**ТЕКСТ ДЛЯ ЧТЕНИЯ**
________________________

Если мы хотим что-то противопоставить культурному и идеологическому вакууму современности, то должны вспомнить о единственном и уникальном в своем роде носителе социально-исторической и культурной информации – о художественной литературе. Ее уникальность состоит в личном и даже интимном обращении к каждому, кто берет в руки книгу, в возможности, открытой для каждого, ощутить себя современником Петра Первого, Кутузова, Пугачева и почувствовать, как ощущали себя в те времена Гринев, князь Андрей, Алексашка Меншиков. Только для того, чтобы это произошло, нужно воспитать читателей, способных и желающих размышлять. Только тогда русская литература сможет оправдать перед современным и будущим поколениями факт своего исторического существования.

XX век: начала и концы

Когда началась Новая русская литература?

Литературная эпоха XX века обладала удивительной способностью порождать мифы о себе самой. Остановимся на двух из них, создающих целый комплекс представлений, касающихся, с одной стороны, ее хронологических рамок, с другой – ее эстетического содержания, художественной природы порожденных ею явлений.

Первый миф, отвергнутый на уровне научного сознания, но живущий в сфере литературно-эстетического коллективного подсознания, утверждает точную дату рождения новой литературы – октябрь (по новому стилю – ноябрь) 1917 года. Его обосновывает второй миф: эстетическая природа русской литературы XX века обусловлена явлениями социально-политического плана, внешними по отношению к литературе. Нам представляется, что, лишь преодолев (именно на уровне коллективного бессознательного) эти установки, можно будет приблизиться к пониманию внутренней логики завершившейся литературной эпохи ушедшего столетия, ее глубинных противоречий, ее ослепительного блеска и потрясающей нищеты.

Русская литература XX века развивалась под воздействием обстоятельств двоякой природы: внутренние эстетические закономерности литературного развития – с одной стороны; обстоятельства политического и социокультурного характера, внешние по отношению к литературе, – с другой.

Представления о политической обусловленности литературного процесса XX столетия имеют свою историческую и вполне реальную обоснованность. Нельзя отрицать, что художественное сознание испытывало на себе невиданное политическое давление, которое деформировало естественное литературное развитие. Специфические отношения между литературой и государством, вылившиеся в итоге в огосударствление литературы, являются неотъемлемой приметой литературного процесса XX столетия. Можно говорить, что в сравнении с предшествующим периодом литературного развития в корне поменялась социокультурная ситуация. Это выразилось:

♦ в изменении характера читательской аудитории;

♦ в изменении состава писательской среды и новых формах творческого поведения писателя;

♦ в появлении новых функций критики;

♦ в изменении характера цензуры и самоцензуры;

♦ в монополизации издателя: отсутствие частных издательств давало государству возможность быть единственным издателем и определять тотальную издательскую политику.

________________________

**ПРЕДСТАВЛЕННЫЙ ЛИСТИНГ**
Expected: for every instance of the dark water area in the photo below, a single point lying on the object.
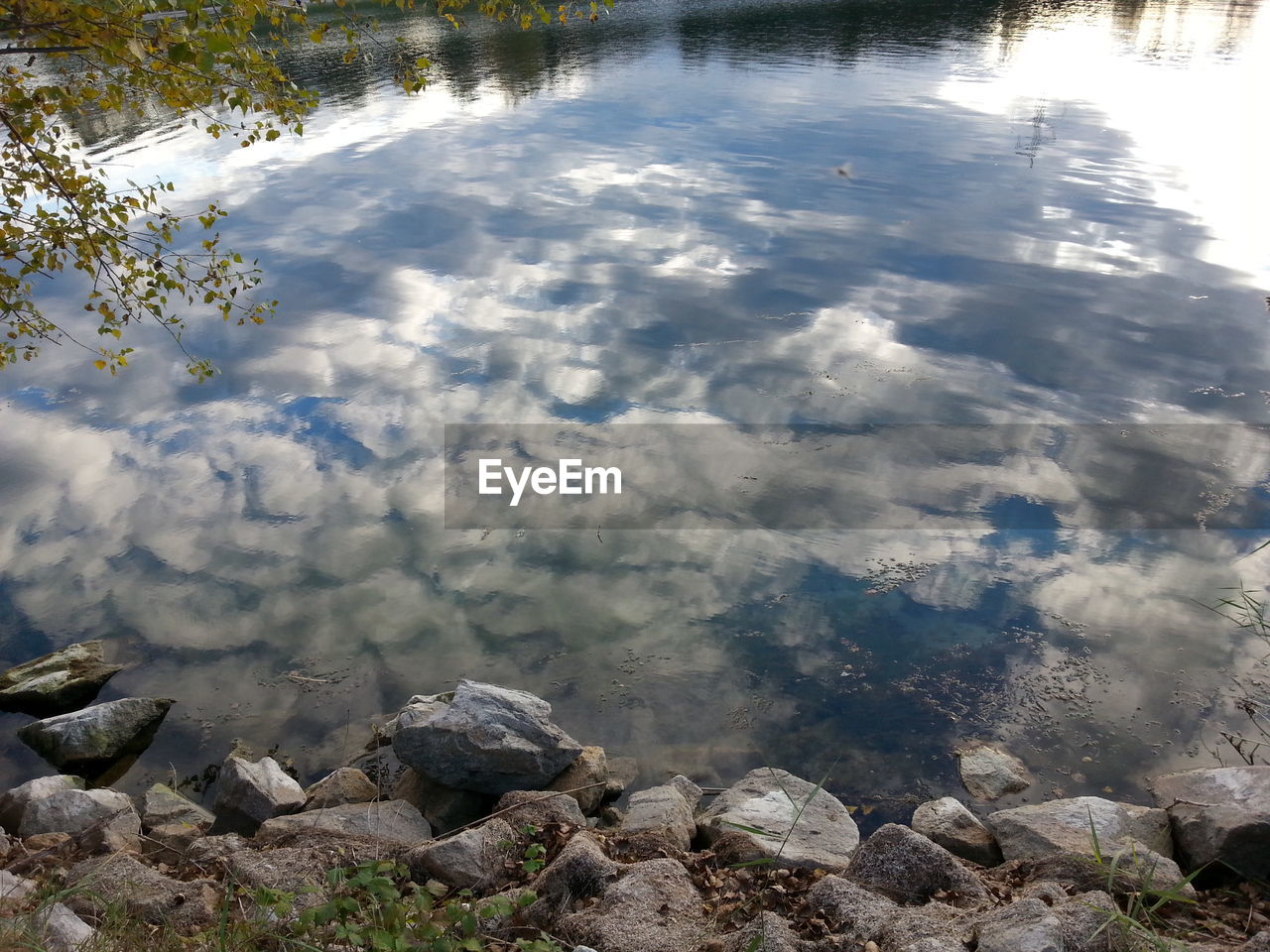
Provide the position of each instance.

________________________

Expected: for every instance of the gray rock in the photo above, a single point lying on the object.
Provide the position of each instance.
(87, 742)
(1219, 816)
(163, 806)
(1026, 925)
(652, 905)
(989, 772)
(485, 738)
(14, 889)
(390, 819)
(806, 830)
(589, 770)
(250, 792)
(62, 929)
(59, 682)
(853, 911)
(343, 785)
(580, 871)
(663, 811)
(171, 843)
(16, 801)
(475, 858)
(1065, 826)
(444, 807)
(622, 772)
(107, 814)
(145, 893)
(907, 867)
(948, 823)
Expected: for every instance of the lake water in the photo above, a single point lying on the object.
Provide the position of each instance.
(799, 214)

________________________

**ЗАДАНИЯ ДЛЯ ВЫПОЛНЕНИЯ**
#1 Какую дату рождения новой литературы утверждает первый миф, описанный в тексте о русской литературе XX века?
#2 Допишите следующую часть текста о русской литературе XX века.

**ОТВЕТЫ**
#1 Октябрь (по новому стилю – ноябрь) 1917 года.

#2
Все эти явления исказили естественные формы литературного развития. К таким деформациям относится алогичное разделение литературного процесса на три потока (метрополия, диаспора, потаенная литература). Разумеется, существование единой литературы в русле трех подсистем объясняется исключительно политическими обстоятельствами национальной жизни.

В метрополии политическое руководство художественным сознанием преследовало две цели и достигало их: с одной стороны, это теоретическое формирование и воплощение в художественной практике соцреалистического канона; с другой – искоренение художественных форм, не вписывающихся в этот канон, декларация их политической неблагонадежности.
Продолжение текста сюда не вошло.